---------- Source information

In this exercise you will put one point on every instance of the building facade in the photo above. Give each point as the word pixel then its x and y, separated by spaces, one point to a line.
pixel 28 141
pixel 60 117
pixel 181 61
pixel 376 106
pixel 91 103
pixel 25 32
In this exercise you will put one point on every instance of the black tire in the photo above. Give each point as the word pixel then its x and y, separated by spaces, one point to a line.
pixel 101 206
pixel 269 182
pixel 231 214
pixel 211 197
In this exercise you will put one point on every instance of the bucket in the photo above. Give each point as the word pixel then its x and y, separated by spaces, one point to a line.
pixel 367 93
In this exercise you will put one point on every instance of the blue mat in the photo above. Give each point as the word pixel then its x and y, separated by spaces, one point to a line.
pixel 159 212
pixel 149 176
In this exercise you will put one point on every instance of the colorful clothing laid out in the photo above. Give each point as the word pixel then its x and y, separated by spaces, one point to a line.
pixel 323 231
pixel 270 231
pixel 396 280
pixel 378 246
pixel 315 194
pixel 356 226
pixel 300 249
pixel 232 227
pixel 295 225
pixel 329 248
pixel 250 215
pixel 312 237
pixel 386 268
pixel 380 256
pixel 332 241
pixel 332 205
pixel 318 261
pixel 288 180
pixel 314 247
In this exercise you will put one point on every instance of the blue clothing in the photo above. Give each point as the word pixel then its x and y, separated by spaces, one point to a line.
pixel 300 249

--------------------

The data given before this task must be transcribed exactly and in full.

In this exercise you will put one point on every instance of the building facade in the photo above. Give each point as the word pixel then its x and y, separated by spaces, one point to a line.
pixel 28 141
pixel 60 117
pixel 181 61
pixel 376 106
pixel 91 103
pixel 25 32
In this exercise you will put one point on every instance of the black tire in the photo above. Give each point as the word pixel then its x and y, separated by spaces, one point to a line.
pixel 101 206
pixel 269 182
pixel 231 214
pixel 211 197
In this exercise you will put one point on every instance of the bucket in the photo above. Give each point as the word pixel then its x and y, separated by spaces, one point to a line.
pixel 367 93
In this exercise you will put one point on every instance of the blue mat in the photo above. Give each point as the word pixel then its x and y, separated by spaces, one point to a line.
pixel 159 212
pixel 149 176
In this exercise you will put one point on every instance of the colorful clothing laid out in the photo above. Give each point as the word pixel then its x and y, separated by spaces, one point to a line.
pixel 323 231
pixel 270 231
pixel 396 280
pixel 378 246
pixel 315 194
pixel 356 226
pixel 300 249
pixel 232 227
pixel 295 225
pixel 329 248
pixel 250 215
pixel 312 237
pixel 386 268
pixel 380 256
pixel 332 241
pixel 332 205
pixel 318 261
pixel 288 180
pixel 314 247
In this exercise you will put one point on every instance of the blue clothing in the photo above. Give each point as the word pixel then its x and y, separated by spaces, one point to a line.
pixel 300 249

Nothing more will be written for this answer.